__What you have to do__: For each line below that contains the word "green", return that line.

__Source data__:
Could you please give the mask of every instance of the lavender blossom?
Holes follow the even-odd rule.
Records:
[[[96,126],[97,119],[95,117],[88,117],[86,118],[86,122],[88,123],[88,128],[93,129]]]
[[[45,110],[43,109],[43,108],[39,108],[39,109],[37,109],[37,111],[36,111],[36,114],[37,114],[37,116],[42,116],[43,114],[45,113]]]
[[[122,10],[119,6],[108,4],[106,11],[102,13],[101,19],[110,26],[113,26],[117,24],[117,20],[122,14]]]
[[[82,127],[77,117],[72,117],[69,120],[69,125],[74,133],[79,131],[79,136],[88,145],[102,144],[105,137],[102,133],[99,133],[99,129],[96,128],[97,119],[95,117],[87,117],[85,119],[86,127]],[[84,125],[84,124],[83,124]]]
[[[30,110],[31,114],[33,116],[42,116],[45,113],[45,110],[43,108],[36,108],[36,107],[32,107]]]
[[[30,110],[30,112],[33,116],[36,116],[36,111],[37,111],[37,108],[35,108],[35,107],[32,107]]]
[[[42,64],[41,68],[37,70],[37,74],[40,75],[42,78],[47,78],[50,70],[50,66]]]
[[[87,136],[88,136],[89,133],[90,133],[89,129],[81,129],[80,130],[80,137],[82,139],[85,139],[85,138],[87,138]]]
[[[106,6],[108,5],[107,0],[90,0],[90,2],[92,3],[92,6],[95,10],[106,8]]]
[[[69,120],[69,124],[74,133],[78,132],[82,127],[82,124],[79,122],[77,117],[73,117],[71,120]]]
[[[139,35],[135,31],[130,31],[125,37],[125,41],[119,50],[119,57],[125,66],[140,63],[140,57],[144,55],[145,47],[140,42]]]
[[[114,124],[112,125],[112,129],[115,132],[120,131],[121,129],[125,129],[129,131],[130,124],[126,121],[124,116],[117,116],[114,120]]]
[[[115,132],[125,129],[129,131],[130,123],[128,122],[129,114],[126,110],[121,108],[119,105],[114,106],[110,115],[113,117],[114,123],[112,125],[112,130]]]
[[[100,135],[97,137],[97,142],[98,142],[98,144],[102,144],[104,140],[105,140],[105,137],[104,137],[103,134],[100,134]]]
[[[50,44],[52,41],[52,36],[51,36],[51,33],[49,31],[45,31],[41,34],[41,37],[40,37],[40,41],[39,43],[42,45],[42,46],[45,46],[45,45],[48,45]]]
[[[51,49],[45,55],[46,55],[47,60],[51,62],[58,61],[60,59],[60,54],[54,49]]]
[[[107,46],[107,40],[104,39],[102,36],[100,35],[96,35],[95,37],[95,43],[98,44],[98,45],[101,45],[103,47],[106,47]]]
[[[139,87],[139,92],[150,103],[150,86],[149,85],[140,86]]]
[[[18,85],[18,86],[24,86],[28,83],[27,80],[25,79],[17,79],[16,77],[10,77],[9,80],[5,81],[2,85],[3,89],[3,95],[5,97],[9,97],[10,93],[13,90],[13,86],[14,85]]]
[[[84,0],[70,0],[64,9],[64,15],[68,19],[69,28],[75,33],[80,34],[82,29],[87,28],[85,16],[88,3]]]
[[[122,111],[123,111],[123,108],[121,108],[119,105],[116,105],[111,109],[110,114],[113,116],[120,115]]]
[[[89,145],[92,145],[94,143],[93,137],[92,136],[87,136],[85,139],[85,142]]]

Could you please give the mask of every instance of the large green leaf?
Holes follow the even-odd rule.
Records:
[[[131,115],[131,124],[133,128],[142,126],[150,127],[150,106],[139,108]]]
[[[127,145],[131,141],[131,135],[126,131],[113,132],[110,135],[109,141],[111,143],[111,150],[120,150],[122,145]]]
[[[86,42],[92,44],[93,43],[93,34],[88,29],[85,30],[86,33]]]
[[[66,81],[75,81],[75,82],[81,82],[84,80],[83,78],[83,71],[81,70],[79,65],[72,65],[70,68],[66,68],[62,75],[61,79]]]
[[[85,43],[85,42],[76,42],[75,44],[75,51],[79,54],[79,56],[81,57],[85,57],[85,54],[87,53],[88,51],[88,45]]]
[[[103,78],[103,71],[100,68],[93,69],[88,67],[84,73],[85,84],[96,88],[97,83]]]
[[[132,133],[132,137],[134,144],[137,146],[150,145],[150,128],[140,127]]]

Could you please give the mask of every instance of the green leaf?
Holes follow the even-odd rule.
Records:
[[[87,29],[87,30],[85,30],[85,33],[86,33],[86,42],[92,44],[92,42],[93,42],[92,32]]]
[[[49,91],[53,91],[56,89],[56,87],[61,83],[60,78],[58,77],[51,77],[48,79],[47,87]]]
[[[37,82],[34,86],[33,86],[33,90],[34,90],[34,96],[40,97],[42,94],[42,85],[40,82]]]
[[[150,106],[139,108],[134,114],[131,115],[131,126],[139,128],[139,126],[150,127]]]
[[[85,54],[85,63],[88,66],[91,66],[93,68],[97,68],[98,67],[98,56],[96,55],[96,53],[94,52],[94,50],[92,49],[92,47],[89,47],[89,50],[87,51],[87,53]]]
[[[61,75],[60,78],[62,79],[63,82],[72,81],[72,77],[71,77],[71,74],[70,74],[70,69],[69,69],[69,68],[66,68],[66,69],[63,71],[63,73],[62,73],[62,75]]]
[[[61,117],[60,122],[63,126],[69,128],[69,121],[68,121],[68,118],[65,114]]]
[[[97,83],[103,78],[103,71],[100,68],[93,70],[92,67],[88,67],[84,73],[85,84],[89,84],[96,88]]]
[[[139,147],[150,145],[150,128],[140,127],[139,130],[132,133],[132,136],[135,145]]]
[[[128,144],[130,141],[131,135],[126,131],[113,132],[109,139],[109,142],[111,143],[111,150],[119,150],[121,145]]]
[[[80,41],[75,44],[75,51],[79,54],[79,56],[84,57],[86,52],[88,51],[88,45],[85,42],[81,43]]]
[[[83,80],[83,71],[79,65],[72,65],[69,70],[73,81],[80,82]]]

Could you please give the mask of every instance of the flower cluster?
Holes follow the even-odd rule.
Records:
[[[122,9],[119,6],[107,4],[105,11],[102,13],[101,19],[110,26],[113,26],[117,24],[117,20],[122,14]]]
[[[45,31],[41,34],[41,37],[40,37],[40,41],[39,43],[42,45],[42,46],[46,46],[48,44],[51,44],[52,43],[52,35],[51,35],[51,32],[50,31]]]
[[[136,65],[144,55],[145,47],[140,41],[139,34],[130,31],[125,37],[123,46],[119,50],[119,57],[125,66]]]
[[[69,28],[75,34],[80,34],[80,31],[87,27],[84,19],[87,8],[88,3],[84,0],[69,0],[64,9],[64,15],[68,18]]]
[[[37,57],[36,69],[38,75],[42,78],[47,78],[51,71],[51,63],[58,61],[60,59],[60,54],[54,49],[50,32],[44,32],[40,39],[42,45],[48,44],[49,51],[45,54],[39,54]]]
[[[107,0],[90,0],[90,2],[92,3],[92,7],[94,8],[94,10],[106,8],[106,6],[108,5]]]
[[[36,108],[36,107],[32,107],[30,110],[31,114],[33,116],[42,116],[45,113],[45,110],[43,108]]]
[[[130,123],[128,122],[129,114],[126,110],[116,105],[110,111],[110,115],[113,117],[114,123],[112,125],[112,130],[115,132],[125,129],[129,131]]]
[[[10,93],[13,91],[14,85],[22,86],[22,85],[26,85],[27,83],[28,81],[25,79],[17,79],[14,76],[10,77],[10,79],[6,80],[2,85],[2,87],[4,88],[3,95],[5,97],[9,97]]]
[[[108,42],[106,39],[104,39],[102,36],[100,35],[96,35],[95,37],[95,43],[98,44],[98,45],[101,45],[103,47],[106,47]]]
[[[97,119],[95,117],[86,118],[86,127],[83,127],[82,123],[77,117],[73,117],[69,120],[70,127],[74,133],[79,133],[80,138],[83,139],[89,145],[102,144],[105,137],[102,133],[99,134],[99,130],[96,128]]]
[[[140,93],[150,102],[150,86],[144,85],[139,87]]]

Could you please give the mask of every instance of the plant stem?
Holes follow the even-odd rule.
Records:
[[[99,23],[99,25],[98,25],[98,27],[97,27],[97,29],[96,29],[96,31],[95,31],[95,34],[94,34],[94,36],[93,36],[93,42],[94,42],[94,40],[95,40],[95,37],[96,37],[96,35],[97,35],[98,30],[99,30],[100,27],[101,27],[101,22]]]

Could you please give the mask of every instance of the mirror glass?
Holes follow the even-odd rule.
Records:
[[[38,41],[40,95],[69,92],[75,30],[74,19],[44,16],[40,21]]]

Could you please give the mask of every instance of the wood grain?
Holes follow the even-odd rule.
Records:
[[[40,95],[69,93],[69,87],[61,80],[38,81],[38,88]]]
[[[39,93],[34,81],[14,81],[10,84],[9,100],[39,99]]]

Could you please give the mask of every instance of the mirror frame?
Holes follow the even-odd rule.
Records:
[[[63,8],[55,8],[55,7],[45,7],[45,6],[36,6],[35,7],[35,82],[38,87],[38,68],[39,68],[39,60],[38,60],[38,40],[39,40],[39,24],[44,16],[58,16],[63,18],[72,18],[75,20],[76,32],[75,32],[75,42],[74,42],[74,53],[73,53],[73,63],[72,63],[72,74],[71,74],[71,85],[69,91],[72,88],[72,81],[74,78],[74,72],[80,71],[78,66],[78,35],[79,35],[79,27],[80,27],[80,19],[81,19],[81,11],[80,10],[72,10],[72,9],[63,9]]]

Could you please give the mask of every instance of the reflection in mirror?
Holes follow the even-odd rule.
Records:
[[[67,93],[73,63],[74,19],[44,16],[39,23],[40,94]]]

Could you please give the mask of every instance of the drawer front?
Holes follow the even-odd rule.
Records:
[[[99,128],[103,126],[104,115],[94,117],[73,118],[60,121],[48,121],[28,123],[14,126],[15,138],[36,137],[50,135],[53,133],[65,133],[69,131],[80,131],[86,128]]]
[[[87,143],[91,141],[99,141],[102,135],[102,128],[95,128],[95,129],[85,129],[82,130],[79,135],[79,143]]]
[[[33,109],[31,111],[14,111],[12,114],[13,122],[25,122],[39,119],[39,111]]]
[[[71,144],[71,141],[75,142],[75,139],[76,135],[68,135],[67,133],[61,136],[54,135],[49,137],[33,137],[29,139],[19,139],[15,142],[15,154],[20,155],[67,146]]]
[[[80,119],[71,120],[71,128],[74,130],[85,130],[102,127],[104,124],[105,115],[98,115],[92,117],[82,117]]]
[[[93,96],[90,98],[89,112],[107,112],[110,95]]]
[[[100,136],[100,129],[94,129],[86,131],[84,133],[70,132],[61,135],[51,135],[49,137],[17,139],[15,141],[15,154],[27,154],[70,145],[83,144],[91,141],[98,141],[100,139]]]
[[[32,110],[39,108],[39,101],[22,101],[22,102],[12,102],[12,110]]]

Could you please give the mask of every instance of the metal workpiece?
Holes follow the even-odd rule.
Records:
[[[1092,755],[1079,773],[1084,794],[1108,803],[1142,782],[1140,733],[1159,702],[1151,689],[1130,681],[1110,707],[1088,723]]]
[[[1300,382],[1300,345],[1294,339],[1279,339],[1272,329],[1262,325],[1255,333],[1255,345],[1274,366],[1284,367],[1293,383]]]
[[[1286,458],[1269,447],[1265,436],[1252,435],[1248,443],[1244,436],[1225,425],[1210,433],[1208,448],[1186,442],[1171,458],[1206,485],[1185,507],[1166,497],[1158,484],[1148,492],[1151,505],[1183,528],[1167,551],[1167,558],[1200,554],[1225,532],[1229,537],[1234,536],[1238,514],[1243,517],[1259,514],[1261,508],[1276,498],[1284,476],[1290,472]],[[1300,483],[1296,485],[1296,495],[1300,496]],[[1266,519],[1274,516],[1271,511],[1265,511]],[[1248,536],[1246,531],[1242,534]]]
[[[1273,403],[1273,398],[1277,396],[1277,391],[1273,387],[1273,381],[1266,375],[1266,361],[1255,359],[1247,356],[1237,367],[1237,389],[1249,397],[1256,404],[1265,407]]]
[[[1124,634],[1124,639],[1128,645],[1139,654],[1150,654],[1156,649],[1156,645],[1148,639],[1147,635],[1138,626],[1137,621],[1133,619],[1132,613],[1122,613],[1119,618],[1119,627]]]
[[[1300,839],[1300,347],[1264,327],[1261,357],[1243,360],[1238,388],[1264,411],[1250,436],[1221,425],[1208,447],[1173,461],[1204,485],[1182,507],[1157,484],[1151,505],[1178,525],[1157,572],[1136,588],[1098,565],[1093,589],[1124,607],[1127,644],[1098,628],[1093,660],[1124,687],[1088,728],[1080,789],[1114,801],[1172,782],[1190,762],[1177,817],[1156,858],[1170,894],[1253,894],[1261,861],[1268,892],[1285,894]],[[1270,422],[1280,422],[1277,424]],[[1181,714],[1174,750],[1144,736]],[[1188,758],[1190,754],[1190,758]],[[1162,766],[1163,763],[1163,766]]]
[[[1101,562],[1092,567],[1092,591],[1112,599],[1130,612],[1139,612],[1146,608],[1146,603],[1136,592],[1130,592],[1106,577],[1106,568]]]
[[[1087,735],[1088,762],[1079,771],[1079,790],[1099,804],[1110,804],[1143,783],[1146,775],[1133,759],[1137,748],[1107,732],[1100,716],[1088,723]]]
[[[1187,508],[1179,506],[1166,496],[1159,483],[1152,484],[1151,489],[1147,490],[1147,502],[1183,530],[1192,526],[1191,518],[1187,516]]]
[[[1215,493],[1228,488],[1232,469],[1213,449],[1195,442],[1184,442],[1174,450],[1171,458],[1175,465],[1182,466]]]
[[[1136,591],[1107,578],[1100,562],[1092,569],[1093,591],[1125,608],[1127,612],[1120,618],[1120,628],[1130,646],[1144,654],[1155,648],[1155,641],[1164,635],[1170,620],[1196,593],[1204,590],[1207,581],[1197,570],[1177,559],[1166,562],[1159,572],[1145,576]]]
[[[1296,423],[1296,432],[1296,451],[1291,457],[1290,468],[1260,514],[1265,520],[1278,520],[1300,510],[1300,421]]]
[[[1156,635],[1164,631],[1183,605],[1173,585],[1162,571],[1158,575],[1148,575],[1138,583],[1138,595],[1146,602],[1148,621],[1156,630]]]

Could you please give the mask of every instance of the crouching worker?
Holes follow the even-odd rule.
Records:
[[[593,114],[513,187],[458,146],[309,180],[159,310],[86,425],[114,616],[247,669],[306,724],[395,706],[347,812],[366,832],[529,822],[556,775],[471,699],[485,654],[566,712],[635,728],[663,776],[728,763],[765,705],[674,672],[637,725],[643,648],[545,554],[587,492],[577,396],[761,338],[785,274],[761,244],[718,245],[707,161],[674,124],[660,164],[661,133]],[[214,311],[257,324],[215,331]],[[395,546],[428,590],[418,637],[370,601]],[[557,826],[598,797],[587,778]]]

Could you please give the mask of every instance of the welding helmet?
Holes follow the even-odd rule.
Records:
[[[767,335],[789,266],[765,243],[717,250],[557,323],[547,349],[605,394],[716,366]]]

__Response to this task__:
Could you please give the mask of every instance of the large green leaf?
Could you please give the mask of every instance of the green leaf?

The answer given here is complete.